**Given task a:** According to the weather report, what high temperature is expected on Wednesday?

::: Passage to read :::

Officially a foot of snow fell in Des Moines but some of the surrounding area had totals as high as 14 inches. That is a high end storm. Here's a breakdown of the totals. Notice the lower amounts in far eastern Iowa and Illinois as the storm gradually weakened on its journey east.

Another disturbance is quickly following but it too is weakening and reforming further south. It could bring some very light snow as far north as I-80 this morning but little more than a dusting is expected north of HWY 34. From there south a few spots could see up to an inch of very fluffy snow.

Otherwise, Wednesday will be a cold day with clouds decreasing in the afternoon as the disturbance quickly advances east. Highs around 20 are expected. That leaves us with fair skies and cold temperatures Wednesday night. With the deep snow cover and light winds strong radiational cooling should send temperatures into the range of zero to 5 below

Speaking of that snow cover, here's what's on the ground. Much of the area near and north of I-80 has snow depths that range from 6-14"

::: Dataset records :::

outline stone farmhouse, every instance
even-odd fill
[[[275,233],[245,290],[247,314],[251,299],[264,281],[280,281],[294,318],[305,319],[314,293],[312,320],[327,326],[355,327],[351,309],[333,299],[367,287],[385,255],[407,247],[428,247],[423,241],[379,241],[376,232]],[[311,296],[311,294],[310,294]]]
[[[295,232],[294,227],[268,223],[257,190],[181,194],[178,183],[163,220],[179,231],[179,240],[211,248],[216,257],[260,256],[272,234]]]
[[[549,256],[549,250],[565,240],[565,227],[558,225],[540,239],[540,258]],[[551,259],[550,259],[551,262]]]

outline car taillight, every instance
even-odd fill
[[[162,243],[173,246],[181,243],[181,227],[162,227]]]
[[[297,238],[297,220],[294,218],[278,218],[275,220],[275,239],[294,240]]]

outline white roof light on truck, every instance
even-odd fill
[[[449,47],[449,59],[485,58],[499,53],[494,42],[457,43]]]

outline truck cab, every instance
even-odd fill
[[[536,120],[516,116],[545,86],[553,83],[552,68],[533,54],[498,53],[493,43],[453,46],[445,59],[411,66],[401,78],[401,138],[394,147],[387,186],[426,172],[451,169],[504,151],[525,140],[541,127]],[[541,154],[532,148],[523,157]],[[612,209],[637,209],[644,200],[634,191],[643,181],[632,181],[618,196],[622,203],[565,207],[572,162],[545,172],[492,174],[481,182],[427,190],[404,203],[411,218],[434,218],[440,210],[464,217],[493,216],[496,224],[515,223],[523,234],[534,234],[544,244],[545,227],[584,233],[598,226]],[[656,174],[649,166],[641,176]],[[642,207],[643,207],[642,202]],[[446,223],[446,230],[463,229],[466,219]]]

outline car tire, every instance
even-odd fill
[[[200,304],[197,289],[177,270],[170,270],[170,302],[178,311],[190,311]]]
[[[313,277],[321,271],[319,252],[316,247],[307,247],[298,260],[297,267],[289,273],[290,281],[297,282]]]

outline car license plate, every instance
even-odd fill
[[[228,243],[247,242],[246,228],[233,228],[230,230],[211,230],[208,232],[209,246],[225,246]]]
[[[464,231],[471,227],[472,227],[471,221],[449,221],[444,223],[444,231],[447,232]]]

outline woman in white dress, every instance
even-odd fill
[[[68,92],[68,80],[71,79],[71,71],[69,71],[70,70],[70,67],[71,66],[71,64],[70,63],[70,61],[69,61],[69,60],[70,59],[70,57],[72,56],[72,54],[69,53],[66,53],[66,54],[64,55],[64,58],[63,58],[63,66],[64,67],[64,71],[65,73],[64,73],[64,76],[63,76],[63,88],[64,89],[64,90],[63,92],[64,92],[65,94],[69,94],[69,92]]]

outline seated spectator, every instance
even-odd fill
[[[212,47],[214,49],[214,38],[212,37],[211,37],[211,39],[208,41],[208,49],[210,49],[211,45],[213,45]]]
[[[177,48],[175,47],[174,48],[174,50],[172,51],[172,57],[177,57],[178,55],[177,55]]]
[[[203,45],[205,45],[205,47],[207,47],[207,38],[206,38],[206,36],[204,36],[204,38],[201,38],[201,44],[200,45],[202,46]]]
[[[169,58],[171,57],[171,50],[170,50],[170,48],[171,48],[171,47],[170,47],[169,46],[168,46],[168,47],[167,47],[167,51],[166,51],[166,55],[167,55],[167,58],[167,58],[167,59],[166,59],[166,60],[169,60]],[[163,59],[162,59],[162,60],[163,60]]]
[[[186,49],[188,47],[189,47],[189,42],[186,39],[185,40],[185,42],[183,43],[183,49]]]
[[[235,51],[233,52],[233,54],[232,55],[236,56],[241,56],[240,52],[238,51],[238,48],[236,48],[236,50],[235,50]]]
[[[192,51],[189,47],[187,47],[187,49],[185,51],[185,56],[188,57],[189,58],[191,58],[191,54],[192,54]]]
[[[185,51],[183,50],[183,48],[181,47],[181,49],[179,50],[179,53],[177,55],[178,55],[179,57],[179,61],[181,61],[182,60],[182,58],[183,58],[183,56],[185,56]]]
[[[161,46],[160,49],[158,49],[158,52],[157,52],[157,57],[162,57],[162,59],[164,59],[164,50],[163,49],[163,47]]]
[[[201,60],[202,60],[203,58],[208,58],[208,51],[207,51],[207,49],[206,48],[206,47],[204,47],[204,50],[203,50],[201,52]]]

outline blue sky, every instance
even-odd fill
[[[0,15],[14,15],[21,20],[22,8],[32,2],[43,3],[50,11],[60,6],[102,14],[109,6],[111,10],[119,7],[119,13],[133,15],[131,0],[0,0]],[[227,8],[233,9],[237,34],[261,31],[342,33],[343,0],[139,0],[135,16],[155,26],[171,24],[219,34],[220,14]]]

:::

**Given task b:** Quote the records verbatim, starting at their first line and ending at the line that contains "[[[449,47],[449,59],[485,58],[499,53],[494,42],[457,43]]]", with that line included.

**Complete response a:** Around 20

**Complete response b:**
outline stone farmhouse, every instance
even-odd fill
[[[275,233],[245,290],[247,314],[251,299],[264,281],[280,281],[294,318],[305,319],[314,293],[312,320],[327,326],[355,327],[351,309],[333,299],[367,287],[385,255],[407,247],[428,247],[423,241],[379,241],[376,232]],[[311,296],[311,294],[310,294]]]
[[[295,232],[294,227],[268,223],[257,190],[181,194],[178,183],[163,220],[179,231],[179,240],[211,248],[216,257],[260,256],[272,234]]]
[[[549,256],[549,250],[565,240],[565,227],[558,225],[540,239],[540,258]],[[551,259],[550,259],[551,262]]]

outline car taillight, every instance
even-odd fill
[[[162,243],[173,246],[181,243],[181,227],[162,227]]]
[[[297,238],[297,220],[294,218],[278,218],[275,220],[275,239],[294,240]]]

outline white roof light on truck, every instance
even-odd fill
[[[449,47],[449,59],[485,58],[499,53],[494,42],[457,43]]]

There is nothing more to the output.